#### Passage shown

Penn National Gaming CEO Jay Snowden said Tuesday the company is seeing a strong recovery at its properties as Covid-19 vaccines are making people feel more comfortable returning to casinos.
In an interview with CNBC, he said the company is seeing revenues and volumes that "I haven’t seen in years. The month of March has been incredible.”
Penn National has 41 gaming and racetrack properties in 19 states. After facing casino closures in the early days of the coronavirus, Snowden said the reopening in the spring and summer of 2020 proved to be mixed, as attendance was low compared to non-pandemic levels, but there was a "really high spend per visit." The visitation was still way down year over year because those who were 65-plus years old weren’t coming back, Snowden said.
Growing vaccination rates in the U.S. are seen as key to helping the economy continue to bounce back from its pandemic-induced recession, allowing for people to resume activities that they otherwise shied away from during the health crisis. Snowden said Penn National is observing those effects.
“What we’re seeing now is the spend per visit was still much higher than it was pre-Covid, but visitation levels now in the month of March look a lot like they did in 2019, so you have those two things working together,” he said. “We had one of the biggest weekends this last weekend that we have seen in years.”
Penn National has a partnership with Barstool Sports to offer the Barstool Sportsbook app, enabling online betting in three states so far (Pennsylvania, Michigan and, most recently, Illinois), with hopes of launching in more states this year. Snowden said there’s been a lot of interest in the NCAA men’s basketball tournament, known as March Madness, which has seen a lot of bracket-busting upsets in the early rounds.
“All the wagers that took place on Super Bowl, we almost surpassed that amount in Pennsylvania and Michigan ... on the first day of March Madness,” Snowden said. “We blew past, almost doubled, what we saw for Super Bowl within the first two days of March Madness.”

########
#### Data extracts

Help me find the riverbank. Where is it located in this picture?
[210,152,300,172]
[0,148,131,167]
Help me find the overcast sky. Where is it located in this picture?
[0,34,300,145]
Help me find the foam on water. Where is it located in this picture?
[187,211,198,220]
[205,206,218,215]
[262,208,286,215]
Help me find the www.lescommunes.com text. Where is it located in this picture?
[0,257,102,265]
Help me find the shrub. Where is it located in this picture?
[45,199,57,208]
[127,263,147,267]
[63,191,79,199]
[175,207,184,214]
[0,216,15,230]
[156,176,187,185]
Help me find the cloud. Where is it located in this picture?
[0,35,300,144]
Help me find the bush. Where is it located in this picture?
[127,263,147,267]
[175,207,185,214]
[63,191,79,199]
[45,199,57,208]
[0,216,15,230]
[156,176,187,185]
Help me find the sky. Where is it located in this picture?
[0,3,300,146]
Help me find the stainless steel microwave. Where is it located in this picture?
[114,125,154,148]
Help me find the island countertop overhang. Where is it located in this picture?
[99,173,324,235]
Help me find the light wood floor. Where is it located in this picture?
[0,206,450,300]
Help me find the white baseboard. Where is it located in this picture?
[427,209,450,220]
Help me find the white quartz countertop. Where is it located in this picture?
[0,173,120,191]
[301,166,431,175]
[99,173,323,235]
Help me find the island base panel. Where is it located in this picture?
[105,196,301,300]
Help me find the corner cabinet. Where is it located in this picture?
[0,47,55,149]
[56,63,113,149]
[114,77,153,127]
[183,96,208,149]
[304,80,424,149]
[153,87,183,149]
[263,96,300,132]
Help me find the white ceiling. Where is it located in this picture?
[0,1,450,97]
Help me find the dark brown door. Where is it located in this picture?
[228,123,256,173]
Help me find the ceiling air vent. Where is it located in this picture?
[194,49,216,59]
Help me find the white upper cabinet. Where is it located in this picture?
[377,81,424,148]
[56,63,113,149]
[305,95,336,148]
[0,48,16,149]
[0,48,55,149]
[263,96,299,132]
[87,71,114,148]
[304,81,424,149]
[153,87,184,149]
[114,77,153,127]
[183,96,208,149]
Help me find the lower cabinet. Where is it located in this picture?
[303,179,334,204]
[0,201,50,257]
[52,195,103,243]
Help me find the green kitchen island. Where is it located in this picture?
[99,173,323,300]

########

_Task requirements:_
a – Reproduce the Penn National article between "Penn National Gaming" and "returning to casinos.", inclusive.
b – In the Penn National article, which states are named as places where the Barstool Sportsbook app enables online betting?

_Written answers:_
a –
Penn National Gaming CEO Jay Snowden said Tuesday the company is seeing a strong recovery at its properties as Covid-19 vaccines are making people feel more comfortable returning to casinos.

b – Pennsylvania, Michigan, Illinois